[Entries taken from a collection]
<<<<
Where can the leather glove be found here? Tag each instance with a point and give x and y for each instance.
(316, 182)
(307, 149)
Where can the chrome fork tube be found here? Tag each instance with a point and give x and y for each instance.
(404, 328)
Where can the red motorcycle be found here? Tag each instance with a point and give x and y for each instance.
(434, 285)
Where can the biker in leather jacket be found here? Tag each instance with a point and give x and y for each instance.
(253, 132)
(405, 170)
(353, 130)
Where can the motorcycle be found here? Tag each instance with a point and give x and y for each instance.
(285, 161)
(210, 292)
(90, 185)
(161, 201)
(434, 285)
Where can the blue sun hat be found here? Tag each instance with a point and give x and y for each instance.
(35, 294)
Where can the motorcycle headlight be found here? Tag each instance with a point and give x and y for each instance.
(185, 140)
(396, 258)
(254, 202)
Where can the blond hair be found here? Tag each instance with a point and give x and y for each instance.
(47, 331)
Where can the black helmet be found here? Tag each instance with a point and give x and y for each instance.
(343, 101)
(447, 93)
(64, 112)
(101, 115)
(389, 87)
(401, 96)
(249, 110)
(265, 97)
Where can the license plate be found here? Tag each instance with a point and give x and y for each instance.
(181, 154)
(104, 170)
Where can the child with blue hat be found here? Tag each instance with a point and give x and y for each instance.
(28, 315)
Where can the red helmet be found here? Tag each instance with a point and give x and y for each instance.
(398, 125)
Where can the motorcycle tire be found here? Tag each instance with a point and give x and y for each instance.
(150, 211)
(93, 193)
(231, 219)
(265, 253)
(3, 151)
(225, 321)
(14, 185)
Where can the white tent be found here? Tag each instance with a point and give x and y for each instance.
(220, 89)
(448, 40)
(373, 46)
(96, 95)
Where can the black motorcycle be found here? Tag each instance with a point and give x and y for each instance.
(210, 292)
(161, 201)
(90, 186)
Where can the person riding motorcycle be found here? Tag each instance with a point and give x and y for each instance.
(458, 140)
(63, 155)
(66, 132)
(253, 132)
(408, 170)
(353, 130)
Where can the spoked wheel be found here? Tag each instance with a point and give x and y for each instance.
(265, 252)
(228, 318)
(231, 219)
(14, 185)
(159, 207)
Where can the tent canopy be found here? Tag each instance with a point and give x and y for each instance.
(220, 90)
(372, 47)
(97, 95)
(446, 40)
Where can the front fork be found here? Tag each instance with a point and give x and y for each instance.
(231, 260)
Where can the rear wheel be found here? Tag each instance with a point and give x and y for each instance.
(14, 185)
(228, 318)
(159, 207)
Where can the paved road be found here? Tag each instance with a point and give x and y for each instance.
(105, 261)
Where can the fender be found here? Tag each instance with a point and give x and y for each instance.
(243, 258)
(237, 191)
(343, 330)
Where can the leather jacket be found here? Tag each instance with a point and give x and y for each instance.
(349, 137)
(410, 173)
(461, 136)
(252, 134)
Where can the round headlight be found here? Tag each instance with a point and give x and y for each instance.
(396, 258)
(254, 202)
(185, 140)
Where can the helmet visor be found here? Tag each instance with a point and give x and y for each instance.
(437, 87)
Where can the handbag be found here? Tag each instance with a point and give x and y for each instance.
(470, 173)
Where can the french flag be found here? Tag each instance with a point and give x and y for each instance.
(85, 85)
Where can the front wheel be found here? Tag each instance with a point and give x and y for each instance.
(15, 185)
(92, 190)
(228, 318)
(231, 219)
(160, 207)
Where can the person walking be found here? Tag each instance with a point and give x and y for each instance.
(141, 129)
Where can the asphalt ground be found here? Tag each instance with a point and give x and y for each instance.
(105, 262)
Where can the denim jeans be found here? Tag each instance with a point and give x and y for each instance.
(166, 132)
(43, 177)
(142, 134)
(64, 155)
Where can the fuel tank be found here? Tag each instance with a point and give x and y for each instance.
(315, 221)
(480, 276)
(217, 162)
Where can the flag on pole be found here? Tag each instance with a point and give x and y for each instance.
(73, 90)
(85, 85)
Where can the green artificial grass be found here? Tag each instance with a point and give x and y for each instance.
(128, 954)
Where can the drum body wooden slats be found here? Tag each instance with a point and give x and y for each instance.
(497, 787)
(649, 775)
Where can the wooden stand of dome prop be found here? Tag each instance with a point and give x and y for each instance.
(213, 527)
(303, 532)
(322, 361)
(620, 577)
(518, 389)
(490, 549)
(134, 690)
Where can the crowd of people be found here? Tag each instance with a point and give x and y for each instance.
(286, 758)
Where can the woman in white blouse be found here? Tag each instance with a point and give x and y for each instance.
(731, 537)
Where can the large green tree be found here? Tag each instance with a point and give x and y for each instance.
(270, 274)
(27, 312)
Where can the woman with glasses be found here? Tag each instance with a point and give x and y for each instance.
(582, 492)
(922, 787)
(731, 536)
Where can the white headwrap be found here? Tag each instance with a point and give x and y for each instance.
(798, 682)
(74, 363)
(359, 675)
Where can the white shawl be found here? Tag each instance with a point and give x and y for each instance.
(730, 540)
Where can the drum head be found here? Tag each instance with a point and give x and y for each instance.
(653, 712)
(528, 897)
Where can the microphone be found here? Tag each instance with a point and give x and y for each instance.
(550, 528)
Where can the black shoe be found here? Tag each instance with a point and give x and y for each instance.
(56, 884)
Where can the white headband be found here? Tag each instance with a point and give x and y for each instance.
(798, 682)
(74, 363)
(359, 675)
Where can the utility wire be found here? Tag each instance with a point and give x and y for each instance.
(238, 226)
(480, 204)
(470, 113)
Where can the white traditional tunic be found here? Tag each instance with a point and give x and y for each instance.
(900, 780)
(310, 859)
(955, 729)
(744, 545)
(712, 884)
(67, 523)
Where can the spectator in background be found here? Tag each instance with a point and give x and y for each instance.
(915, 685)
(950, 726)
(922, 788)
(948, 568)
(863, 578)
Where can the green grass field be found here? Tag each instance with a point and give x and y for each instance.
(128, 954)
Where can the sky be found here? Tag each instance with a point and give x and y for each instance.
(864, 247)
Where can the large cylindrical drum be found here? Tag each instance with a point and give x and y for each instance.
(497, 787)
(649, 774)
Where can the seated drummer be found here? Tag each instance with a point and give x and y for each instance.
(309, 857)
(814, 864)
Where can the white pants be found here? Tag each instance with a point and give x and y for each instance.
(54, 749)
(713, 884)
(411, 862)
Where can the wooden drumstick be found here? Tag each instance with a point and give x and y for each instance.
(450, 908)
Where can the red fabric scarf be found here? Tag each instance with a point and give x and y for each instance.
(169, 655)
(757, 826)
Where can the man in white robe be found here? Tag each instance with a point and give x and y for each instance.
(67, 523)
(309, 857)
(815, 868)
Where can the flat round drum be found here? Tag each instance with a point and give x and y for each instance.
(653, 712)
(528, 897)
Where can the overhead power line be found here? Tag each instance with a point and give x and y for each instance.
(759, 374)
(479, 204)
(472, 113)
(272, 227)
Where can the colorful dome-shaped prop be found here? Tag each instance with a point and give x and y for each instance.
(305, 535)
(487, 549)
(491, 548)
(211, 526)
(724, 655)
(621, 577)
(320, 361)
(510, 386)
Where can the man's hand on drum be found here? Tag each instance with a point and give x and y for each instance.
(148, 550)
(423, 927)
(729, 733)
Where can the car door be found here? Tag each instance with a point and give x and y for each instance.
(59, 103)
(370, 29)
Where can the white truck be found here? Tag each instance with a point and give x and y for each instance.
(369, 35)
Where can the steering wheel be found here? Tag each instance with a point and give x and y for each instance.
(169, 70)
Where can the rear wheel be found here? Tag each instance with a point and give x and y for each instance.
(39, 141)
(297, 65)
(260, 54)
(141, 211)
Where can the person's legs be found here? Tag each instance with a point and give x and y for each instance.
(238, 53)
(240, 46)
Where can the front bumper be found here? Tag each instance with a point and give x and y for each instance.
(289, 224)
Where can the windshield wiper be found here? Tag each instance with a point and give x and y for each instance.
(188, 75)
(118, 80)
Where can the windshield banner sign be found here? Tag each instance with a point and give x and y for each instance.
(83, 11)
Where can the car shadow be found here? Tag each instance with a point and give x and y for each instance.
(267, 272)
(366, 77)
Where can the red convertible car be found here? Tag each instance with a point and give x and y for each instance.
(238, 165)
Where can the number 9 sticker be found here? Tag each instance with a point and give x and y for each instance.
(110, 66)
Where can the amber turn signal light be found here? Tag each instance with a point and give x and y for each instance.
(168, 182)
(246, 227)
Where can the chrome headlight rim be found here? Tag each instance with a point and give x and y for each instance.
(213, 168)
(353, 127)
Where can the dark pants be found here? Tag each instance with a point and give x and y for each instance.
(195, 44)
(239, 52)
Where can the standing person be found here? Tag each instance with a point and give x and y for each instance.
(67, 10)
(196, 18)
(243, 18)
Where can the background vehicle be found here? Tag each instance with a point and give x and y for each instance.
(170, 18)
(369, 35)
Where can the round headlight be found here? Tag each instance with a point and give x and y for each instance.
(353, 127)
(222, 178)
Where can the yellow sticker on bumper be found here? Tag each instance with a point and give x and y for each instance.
>>>>
**What is asked**
Give again only the lines starting at the one that contains "Where can the chrome headlight" and running to the end of the data.

**Exercise answer**
Where can the chrome headlight rim be found here? Tag each instance with a point and give x and y for each instance.
(213, 168)
(353, 127)
Where can the dark pants be found here? Tag each instance with a point and give x and y for each instance.
(195, 44)
(239, 52)
Where can the standing person be found here? Tag each instance with a point and give x and y for each instance.
(67, 10)
(196, 18)
(243, 18)
Where can the background vehicle be found here? Tag each instance with a point and give x and y for each instance.
(170, 18)
(369, 35)
Where can the round headlight be found here? Tag each instance with a point and give x and y for each instance.
(353, 127)
(222, 178)
Where can the yellow sticker on bumper be found here? Tag each instance with a point and give x and y for each instance.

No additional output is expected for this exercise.